§ Consegna: Riassumi in due frasi il testo sul disastro del Vajont.

Migliaia e migliaia di pagine - se si pensa che solo l’archivio del processo Vajont ne conta 25.000 - in questi sessant’anni che ci separano dalla catastrofe in cui hanno perso la vita quasi duemila persone, ci hanno parlato della disperazione, dei silenzi, della rabbia e delle infinite battaglie per ottenere giustizia, per mettere in luce le responsabilità e le colpe.

Ma oggi, più che mai, la battaglia per conservare la memoria non basta più. Già dal titolo, Mai più Vajont, l’esauriente saggio di Di Stefano e Iacona (Fuoriscena) si pone come monito al futuro, teso alla necessità della prevenzione, della cura del nostro mondo. Si fa urgenza, riportando in vita le testimonianze dei sopravvissuti nelle pagine della cronaca di quei giorni, nella dettagliata ricostruzione dei fatti, la presa di coscienza degli errori che l’uomo non può più permettersi di ripetere.

§ Righe di dati:
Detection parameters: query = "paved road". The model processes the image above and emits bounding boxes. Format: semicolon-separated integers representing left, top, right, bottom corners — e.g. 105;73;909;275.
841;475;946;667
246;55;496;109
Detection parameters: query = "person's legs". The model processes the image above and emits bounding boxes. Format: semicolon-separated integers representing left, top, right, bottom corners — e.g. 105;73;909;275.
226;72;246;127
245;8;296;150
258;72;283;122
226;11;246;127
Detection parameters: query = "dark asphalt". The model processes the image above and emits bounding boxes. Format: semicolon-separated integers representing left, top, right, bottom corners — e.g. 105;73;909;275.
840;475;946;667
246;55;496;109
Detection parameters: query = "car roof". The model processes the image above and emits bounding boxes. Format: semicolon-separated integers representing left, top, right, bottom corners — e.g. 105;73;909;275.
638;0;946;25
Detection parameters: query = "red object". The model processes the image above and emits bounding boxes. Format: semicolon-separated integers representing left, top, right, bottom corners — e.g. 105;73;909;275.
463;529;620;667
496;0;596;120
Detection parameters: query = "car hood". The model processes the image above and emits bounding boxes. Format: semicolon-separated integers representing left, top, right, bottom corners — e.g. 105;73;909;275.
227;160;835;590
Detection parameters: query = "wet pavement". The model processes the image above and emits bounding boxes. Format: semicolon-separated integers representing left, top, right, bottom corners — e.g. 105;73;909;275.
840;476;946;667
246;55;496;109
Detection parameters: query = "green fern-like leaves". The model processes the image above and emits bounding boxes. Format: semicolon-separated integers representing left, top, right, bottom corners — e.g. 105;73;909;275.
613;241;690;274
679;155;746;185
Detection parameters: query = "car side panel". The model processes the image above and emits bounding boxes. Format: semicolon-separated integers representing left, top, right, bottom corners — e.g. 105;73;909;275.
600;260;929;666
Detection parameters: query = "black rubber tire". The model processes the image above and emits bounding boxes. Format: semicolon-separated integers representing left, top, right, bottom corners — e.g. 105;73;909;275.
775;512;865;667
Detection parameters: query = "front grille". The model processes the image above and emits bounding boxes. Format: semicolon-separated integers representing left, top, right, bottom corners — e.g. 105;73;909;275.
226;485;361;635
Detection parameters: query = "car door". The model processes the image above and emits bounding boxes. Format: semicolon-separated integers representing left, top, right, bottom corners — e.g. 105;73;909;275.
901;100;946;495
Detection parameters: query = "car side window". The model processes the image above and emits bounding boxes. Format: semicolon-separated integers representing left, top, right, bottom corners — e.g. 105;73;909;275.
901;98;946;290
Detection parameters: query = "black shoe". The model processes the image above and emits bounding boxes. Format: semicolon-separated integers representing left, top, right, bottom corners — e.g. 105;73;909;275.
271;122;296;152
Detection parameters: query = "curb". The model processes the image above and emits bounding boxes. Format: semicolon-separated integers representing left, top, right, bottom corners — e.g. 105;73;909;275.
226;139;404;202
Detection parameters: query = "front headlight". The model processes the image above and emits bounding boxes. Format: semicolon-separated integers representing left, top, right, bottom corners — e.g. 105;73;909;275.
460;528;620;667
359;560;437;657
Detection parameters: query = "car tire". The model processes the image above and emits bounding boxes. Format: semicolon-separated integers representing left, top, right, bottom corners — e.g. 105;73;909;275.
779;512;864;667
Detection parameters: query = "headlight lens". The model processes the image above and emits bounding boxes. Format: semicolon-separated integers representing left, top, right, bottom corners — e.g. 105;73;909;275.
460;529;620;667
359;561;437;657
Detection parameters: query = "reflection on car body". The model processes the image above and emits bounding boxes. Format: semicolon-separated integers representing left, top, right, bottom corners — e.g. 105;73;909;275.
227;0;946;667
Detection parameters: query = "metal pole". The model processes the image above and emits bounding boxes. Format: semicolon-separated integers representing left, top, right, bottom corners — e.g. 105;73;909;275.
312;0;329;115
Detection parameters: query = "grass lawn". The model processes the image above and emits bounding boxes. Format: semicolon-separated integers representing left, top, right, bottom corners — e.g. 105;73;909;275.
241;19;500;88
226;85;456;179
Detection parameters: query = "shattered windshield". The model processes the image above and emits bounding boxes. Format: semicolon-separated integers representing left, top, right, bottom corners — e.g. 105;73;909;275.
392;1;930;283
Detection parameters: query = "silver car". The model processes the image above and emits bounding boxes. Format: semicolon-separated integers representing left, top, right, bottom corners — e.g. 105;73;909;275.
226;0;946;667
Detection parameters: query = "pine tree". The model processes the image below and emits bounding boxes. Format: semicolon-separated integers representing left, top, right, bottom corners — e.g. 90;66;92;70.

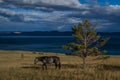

§ Risposta: In sessant'anni, migliaia di pagine, tra cui le 25.000 dell'archivio del processo Vajont, hanno raccontato la disperazione, i silenzi, la rabbia e le lotte per ottenere giustizia dopo la catastrofe che causò quasi duemila vittime. Oggi conservare la memoria non basta più, e il saggio Mai più Vajont di Di Stefano e Iacona si pone come monito al futuro: attraverso le testimonianze dei sopravvissuti e la ricostruzione dei fatti, richiama la necessità della prevenzione e la presa di coscienza degli errori da non ripetere.